** Les consignes **
**A)** Restituez intégralement l'extrait sur Facebook et la mesure publicitaire, sans rien modifier.
**B)** Dans les lignes, de la première jusqu'à celle qui contient « x=33, y=306 », remplacez « dry grass » par « withered grass ». Redonnez uniquement ces lignes, sans rien changer d'autre, s'il vous plaît.

** Extrait présenté **

──────────

Réseau social
Facebook a reconnu cet automne des erreurs commises dans la mesure d'efficacité des campagnes diffusées sur sa plateforme, dans un contexte où la domination des géants américains sur le marché de la publicité digitale est déjà largement critiquée. Les éditeurs, eux, s’interrogent sur la monétisation de leurs contenus sur le réseau social et la baisse du trafic vers leur propre site. Laurent Solly, directeur général France, répond à toutes ces questions qui fâchent.

Après quelques couacs sur la mesure d'audience publicitaire, comment Facebook a réagi?

──────────

** Données fournies **

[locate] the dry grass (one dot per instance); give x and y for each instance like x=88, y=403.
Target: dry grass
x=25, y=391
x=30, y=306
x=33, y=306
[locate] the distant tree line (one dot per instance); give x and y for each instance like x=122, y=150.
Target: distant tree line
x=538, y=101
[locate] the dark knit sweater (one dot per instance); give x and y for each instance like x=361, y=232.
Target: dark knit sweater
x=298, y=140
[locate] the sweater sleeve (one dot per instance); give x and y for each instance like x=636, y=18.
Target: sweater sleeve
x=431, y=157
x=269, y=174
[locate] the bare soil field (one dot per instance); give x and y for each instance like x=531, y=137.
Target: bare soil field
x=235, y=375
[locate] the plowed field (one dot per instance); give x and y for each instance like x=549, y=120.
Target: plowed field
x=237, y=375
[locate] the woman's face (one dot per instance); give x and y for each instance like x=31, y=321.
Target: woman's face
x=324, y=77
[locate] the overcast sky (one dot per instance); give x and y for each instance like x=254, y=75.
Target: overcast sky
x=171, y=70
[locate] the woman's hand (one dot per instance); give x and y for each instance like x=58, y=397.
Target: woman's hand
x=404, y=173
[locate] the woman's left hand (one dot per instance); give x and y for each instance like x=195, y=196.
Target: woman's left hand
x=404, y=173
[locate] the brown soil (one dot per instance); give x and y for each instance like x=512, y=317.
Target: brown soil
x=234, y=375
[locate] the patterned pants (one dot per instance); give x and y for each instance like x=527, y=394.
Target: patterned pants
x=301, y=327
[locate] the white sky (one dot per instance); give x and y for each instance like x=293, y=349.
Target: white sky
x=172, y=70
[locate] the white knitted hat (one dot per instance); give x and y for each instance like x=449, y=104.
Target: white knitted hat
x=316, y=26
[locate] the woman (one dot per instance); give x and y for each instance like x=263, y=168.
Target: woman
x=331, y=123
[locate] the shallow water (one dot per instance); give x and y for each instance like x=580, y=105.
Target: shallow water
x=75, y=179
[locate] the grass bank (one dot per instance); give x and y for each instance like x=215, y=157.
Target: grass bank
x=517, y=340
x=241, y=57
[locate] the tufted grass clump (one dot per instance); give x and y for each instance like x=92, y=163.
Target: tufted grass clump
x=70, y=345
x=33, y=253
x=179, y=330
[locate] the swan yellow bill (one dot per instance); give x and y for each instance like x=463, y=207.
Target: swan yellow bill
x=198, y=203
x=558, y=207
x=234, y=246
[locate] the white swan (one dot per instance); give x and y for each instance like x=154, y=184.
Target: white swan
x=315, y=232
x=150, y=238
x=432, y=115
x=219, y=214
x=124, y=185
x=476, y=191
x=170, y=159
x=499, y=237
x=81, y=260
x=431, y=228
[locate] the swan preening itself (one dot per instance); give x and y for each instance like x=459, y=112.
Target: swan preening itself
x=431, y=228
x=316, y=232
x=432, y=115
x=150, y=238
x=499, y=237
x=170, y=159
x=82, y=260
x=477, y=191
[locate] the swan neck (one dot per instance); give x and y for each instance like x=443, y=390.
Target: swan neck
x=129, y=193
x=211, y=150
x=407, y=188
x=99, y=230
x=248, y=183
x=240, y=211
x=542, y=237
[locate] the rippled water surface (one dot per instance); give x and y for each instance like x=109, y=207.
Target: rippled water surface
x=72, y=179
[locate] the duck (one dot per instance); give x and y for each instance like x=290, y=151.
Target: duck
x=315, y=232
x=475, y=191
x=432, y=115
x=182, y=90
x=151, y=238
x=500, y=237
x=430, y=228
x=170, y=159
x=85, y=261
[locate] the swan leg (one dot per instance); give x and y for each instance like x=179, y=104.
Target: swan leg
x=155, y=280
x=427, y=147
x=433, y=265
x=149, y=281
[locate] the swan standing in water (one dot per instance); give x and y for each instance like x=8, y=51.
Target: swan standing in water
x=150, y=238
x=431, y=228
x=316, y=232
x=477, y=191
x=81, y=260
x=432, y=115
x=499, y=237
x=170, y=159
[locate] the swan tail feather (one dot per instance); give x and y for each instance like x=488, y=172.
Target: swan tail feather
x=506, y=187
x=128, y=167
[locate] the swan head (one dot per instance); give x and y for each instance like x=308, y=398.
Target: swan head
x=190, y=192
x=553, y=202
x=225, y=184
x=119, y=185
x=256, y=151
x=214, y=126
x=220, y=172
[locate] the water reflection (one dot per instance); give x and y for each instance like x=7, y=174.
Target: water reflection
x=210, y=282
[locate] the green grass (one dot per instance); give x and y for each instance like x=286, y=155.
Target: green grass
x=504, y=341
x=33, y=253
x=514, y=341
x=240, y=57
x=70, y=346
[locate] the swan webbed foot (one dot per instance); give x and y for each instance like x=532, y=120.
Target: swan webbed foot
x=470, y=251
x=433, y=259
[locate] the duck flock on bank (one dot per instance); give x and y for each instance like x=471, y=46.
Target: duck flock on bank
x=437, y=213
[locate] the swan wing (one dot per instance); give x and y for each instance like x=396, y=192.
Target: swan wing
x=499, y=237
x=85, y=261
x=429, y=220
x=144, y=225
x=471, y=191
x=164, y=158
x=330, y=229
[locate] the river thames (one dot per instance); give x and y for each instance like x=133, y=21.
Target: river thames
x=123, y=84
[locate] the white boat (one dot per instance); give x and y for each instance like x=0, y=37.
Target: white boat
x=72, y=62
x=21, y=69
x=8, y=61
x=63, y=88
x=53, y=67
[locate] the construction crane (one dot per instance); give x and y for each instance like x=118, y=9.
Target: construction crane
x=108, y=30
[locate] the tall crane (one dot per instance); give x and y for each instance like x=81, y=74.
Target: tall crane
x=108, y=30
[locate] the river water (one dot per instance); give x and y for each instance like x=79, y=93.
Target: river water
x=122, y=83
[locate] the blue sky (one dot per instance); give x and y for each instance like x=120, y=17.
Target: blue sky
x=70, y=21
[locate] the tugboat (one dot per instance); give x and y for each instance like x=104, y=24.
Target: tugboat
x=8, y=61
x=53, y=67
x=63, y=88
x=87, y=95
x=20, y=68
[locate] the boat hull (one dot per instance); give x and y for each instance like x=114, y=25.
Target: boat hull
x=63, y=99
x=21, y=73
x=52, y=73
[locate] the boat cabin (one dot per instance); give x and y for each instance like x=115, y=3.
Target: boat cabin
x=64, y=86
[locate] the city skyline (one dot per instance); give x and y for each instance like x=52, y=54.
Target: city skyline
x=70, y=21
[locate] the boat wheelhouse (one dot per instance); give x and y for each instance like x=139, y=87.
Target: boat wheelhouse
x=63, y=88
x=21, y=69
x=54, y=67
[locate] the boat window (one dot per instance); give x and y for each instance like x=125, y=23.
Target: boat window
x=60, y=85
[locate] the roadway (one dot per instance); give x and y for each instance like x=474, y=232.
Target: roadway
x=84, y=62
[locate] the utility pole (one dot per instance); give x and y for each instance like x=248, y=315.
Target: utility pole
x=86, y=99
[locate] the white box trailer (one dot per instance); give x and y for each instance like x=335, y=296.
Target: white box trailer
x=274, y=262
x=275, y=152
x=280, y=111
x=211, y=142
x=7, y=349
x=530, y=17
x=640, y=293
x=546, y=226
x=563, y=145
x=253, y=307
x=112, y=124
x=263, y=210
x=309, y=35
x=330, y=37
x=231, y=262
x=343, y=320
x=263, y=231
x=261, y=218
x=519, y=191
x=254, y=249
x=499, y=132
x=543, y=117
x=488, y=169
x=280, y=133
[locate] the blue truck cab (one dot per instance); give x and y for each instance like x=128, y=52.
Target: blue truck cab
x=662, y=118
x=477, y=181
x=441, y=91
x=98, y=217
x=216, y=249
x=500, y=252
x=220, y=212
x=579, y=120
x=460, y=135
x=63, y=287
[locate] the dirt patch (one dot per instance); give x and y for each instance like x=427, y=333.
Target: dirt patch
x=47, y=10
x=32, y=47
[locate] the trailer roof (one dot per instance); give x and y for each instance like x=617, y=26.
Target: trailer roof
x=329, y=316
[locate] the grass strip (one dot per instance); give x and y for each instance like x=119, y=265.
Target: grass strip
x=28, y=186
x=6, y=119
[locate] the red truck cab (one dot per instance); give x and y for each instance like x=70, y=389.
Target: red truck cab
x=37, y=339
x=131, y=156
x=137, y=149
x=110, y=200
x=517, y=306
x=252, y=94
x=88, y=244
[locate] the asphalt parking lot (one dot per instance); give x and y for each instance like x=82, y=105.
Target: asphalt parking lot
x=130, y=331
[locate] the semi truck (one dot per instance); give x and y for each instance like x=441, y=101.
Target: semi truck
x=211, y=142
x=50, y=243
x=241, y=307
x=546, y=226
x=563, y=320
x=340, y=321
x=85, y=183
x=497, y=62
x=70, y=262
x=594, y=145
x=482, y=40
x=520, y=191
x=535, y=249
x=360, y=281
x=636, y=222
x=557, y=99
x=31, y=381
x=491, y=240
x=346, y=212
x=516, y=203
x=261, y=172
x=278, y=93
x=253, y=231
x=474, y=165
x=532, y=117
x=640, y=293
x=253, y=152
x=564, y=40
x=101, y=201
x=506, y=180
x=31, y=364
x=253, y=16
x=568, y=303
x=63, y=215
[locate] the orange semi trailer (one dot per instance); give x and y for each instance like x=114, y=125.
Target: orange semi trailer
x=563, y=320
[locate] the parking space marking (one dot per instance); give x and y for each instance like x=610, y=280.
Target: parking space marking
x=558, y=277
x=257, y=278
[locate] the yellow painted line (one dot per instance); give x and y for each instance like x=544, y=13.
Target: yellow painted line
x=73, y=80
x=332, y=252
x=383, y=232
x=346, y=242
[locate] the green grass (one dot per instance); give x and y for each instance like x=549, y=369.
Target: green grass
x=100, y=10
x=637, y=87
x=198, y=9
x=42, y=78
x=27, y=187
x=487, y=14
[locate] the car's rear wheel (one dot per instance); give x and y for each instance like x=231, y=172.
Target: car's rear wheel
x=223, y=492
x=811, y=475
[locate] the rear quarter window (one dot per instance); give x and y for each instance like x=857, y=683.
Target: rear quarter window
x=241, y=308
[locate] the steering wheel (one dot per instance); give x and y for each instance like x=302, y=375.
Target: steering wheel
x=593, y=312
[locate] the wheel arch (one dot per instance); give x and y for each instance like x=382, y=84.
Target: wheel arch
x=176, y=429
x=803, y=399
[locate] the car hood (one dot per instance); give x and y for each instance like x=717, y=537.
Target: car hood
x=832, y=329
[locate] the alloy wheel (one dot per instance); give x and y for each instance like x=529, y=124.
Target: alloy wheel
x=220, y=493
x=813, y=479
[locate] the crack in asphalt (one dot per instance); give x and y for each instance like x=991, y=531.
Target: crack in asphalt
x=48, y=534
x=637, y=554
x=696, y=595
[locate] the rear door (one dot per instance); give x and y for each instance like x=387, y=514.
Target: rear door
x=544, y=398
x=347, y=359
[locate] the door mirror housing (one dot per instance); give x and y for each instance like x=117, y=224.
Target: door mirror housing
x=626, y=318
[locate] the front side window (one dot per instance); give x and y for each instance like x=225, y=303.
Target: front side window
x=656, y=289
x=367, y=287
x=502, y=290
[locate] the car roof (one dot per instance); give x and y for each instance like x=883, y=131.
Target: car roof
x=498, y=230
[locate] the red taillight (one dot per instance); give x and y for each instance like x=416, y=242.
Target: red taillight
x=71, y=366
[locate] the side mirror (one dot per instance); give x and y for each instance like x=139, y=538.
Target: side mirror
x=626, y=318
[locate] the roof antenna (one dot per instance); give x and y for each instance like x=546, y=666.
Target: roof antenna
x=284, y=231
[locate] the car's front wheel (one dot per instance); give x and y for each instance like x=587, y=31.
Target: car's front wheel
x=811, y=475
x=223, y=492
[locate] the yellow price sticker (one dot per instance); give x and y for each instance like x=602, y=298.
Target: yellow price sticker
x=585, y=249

──────────

** Exercices corrigés **
**A)**
Réseau social
Facebook a reconnu cet automne des erreurs commises dans la mesure d'efficacité des campagnes diffusées sur sa plateforme, dans un contexte où la domination des géants américains sur le marché de la publicité digitale est déjà largement critiquée. Les éditeurs, eux, s’interrogent sur la monétisation de leurs contenus sur le réseau social et la baisse du trafic vers leur propre site. Laurent Solly, directeur général France, répond à toutes ces questions qui fâchent.

Après quelques couacs sur la mesure d'audience publicitaire, comment Facebook a réagi?

**B)**
[locate] the withered grass (one dot per instance); give x and y for each instance like x=88, y=403.
Target: withered grass
x=25, y=391
x=30, y=306
x=33, y=306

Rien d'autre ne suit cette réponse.